***** DATA SECTION

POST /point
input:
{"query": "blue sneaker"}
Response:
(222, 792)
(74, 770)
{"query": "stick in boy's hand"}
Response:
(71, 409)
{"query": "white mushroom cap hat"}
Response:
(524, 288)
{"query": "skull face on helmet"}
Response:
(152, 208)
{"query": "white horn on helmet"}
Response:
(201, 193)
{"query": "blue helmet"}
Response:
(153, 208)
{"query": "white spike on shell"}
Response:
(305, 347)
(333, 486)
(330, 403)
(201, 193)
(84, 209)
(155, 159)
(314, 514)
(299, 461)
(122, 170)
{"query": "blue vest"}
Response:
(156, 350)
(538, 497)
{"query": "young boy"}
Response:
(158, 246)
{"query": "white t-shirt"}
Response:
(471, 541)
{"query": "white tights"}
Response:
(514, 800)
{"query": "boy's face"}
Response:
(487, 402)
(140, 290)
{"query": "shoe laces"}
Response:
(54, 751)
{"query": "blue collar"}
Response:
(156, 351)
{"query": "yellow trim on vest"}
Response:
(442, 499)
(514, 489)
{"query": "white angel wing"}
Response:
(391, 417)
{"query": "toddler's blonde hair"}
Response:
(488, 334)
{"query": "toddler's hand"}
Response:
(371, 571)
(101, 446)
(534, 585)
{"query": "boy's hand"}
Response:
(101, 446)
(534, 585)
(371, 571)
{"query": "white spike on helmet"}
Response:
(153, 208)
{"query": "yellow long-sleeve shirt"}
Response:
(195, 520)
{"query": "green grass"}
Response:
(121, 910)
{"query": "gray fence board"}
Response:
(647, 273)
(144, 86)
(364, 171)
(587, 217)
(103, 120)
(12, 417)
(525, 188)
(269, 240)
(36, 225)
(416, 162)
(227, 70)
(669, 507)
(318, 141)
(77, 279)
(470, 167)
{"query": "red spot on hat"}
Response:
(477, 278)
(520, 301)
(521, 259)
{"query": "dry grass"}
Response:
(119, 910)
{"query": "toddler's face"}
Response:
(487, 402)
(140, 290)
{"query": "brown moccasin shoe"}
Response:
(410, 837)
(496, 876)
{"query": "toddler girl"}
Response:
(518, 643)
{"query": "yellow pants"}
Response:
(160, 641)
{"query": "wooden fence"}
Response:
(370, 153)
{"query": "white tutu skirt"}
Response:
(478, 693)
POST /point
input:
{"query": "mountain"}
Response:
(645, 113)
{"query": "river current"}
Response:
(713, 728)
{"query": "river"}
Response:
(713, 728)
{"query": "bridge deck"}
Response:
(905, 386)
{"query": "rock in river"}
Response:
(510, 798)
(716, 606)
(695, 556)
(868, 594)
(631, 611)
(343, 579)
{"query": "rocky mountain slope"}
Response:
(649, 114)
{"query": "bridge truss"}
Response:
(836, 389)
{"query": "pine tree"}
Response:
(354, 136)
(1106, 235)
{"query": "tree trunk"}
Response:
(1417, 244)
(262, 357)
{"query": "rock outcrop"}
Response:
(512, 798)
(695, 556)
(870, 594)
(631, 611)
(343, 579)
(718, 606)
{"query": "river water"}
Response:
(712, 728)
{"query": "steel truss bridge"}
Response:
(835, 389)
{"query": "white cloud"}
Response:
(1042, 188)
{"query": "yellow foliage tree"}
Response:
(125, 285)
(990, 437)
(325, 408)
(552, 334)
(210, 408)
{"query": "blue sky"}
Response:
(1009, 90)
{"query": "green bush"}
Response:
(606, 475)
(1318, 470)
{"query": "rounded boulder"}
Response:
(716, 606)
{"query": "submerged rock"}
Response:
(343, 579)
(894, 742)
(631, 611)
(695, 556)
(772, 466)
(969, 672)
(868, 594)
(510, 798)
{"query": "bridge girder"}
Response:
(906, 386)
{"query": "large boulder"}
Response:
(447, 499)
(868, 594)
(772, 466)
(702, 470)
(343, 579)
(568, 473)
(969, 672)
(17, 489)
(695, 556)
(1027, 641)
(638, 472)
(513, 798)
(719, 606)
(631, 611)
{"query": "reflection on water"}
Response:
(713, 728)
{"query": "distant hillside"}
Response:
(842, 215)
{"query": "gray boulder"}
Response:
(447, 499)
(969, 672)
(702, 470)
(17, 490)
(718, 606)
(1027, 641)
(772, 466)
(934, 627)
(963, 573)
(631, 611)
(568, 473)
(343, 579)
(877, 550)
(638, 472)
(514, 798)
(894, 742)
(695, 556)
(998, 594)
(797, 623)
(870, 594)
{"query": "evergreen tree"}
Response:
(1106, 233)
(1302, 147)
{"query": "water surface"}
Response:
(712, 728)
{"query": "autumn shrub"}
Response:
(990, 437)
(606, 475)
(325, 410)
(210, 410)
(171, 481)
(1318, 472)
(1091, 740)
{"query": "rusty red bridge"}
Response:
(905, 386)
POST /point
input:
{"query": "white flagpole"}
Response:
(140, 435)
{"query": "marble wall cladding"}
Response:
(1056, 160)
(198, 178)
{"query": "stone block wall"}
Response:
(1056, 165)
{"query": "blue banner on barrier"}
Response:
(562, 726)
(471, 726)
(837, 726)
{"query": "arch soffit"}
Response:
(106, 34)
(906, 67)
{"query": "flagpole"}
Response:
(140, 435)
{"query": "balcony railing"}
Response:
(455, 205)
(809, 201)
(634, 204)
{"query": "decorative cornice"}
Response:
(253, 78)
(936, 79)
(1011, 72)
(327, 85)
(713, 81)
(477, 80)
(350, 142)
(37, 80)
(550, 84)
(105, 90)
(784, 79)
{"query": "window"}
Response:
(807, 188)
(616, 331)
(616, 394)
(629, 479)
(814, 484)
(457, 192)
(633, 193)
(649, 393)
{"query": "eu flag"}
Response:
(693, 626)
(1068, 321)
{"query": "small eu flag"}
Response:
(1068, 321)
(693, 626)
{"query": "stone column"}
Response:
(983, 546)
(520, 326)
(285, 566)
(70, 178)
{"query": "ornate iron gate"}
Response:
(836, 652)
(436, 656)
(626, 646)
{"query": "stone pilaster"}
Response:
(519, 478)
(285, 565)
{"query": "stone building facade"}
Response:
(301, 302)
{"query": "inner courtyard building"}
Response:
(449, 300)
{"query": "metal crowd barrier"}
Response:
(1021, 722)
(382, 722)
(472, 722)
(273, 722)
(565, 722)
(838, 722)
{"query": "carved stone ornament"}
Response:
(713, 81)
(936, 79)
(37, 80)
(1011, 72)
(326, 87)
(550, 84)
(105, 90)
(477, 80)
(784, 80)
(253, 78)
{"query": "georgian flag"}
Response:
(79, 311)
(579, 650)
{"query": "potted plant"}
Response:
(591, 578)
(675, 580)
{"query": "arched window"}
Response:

**********

PROMPT: Set down the listing above in full, please, exactly as it appears.

EXERCISE ANSWER:
POST /point
input:
{"query": "blue sneaker"}
Response:
(222, 792)
(74, 770)
{"query": "stick in boy's hand"}
Response:
(71, 409)
{"query": "white mushroom cap hat"}
Response:
(524, 288)
{"query": "skull face on helmet"}
Response:
(152, 208)
{"query": "white horn on helmet"}
Response:
(201, 193)
{"query": "blue helmet"}
Response:
(153, 208)
{"query": "white spike on shell"}
Response:
(305, 347)
(333, 486)
(330, 403)
(201, 193)
(84, 209)
(155, 159)
(314, 514)
(299, 461)
(122, 170)
{"query": "blue vest"}
Response:
(156, 350)
(538, 497)
{"query": "young boy"}
Response:
(158, 246)
{"query": "white t-shirt"}
Response:
(471, 541)
{"query": "white tights"}
Response:
(514, 800)
{"query": "boy's face"}
Response:
(487, 402)
(140, 290)
{"query": "shoe laces"}
Response:
(54, 751)
{"query": "blue collar"}
Response:
(156, 351)
{"query": "yellow trim on vest"}
Response:
(442, 499)
(514, 489)
{"query": "white angel wing"}
Response:
(391, 417)
{"query": "toddler's blonde hair"}
Response:
(488, 334)
{"query": "toddler's hand"}
Response:
(371, 571)
(101, 446)
(534, 585)
{"query": "boy's hand"}
Response:
(101, 446)
(534, 585)
(371, 571)
{"query": "white spike on helmet"}
Response:
(153, 208)
{"query": "yellow long-sleeve shirt"}
Response:
(195, 520)
{"query": "green grass"}
Response:
(121, 910)
{"query": "gray fence board"}
Response:
(647, 273)
(144, 86)
(364, 171)
(587, 217)
(103, 120)
(12, 417)
(525, 188)
(269, 240)
(36, 225)
(416, 162)
(227, 70)
(669, 507)
(318, 141)
(77, 279)
(470, 167)
{"query": "red spot on hat"}
Response:
(477, 278)
(520, 301)
(521, 259)
{"query": "dry grass"}
Response:
(119, 910)
{"query": "toddler's face"}
Response:
(487, 402)
(140, 290)
{"query": "brown moccasin shoe"}
Response:
(410, 837)
(496, 876)
{"query": "toddler girl"}
Response:
(518, 643)
{"query": "yellow pants"}
Response:
(160, 641)
{"query": "wooden fence"}
Response:
(370, 153)
{"query": "white tutu skirt"}
Response:
(478, 693)
POST /point
input:
{"query": "mountain"}
Response:
(645, 113)
{"query": "river current"}
Response:
(713, 728)
{"query": "river"}
Response:
(713, 728)
{"query": "bridge deck"}
Response:
(905, 386)
{"query": "rock in river"}
Response:
(510, 798)
(716, 606)
(695, 556)
(868, 594)
(631, 611)
(343, 579)
{"query": "rocky mountain slope"}
Response:
(649, 114)
{"query": "bridge truss"}
Response:
(836, 389)
{"query": "pine tree"}
Response:
(354, 136)
(1106, 235)
{"query": "tree trunk"}
Response:
(1417, 244)
(262, 357)
{"query": "rock outcrop"}
Response:
(512, 798)
(695, 556)
(870, 594)
(631, 611)
(343, 579)
(718, 606)
{"query": "river water"}
Response:
(712, 728)
{"query": "steel truss bridge"}
Response:
(835, 389)
{"query": "white cloud"}
Response:
(1042, 188)
{"query": "yellow foliage tree"}
Response:
(125, 285)
(990, 437)
(325, 408)
(552, 334)
(210, 408)
{"query": "blue sky"}
Response:
(1009, 90)
{"query": "green bush"}
Response:
(606, 475)
(1318, 470)
{"query": "rounded boulder"}
Response:
(716, 606)
{"query": "submerged rock"}
Response:
(343, 579)
(894, 742)
(631, 611)
(695, 556)
(772, 466)
(969, 672)
(868, 594)
(510, 798)
{"query": "bridge girder"}
Response:
(906, 386)
{"query": "large boulder"}
Response:
(447, 499)
(868, 594)
(772, 466)
(702, 470)
(343, 579)
(568, 473)
(969, 672)
(17, 489)
(695, 556)
(1027, 641)
(638, 472)
(513, 798)
(719, 606)
(631, 611)
{"query": "reflection on water"}
Response:
(713, 728)
{"query": "distant hillside"}
Response:
(842, 215)
{"query": "gray boulder"}
Response:
(447, 499)
(969, 672)
(702, 470)
(17, 490)
(718, 606)
(1027, 641)
(772, 466)
(934, 627)
(963, 573)
(631, 611)
(568, 473)
(343, 579)
(877, 550)
(638, 472)
(514, 798)
(894, 742)
(695, 556)
(998, 594)
(797, 623)
(870, 594)
{"query": "evergreen tree"}
Response:
(1106, 233)
(1302, 147)
{"query": "water surface"}
Response:
(712, 728)
{"query": "autumn shrub"}
Response:
(990, 437)
(606, 475)
(325, 410)
(210, 410)
(171, 481)
(1318, 472)
(1091, 740)
{"query": "rusty red bridge"}
Response:
(905, 386)
POST /point
input:
{"query": "white flagpole"}
Response:
(140, 435)
{"query": "marble wall cladding"}
Response:
(1056, 160)
(198, 178)
{"query": "stone block wall"}
Response:
(1056, 165)
{"query": "blue banner on barrier"}
Response:
(562, 726)
(471, 726)
(837, 726)
{"query": "arch soffit"}
Response:
(106, 34)
(906, 67)
{"query": "flagpole"}
Response:
(140, 435)
{"query": "balcony railing"}
Response:
(455, 205)
(809, 201)
(634, 204)
{"query": "decorative cornice"}
Response:
(253, 78)
(936, 79)
(1011, 72)
(327, 85)
(713, 81)
(477, 80)
(350, 142)
(37, 80)
(550, 84)
(105, 90)
(784, 79)
{"query": "window"}
Response:
(807, 188)
(616, 331)
(616, 394)
(629, 479)
(814, 484)
(457, 192)
(633, 193)
(649, 393)
{"query": "eu flag"}
Response:
(693, 626)
(1068, 321)
{"query": "small eu flag"}
Response:
(1068, 321)
(693, 626)
{"query": "stone column"}
Response:
(983, 546)
(520, 326)
(285, 566)
(70, 178)
{"query": "ornate iron gate"}
Response:
(836, 652)
(436, 656)
(626, 646)
{"query": "stone pilaster"}
Response:
(519, 478)
(285, 565)
{"query": "stone building facade"}
Response:
(301, 302)
{"query": "inner courtyard building"}
Response:
(449, 300)
{"query": "metal crowd barrier"}
Response:
(1021, 722)
(382, 722)
(472, 722)
(273, 722)
(565, 722)
(838, 722)
{"query": "carved stone ornament"}
Response:
(713, 81)
(936, 79)
(37, 80)
(1011, 72)
(326, 87)
(550, 84)
(105, 90)
(477, 80)
(784, 80)
(253, 78)
{"query": "georgian flag"}
Response:
(79, 311)
(579, 650)
{"query": "potted plant"}
Response:
(591, 578)
(675, 580)
{"query": "arched window"}
Response:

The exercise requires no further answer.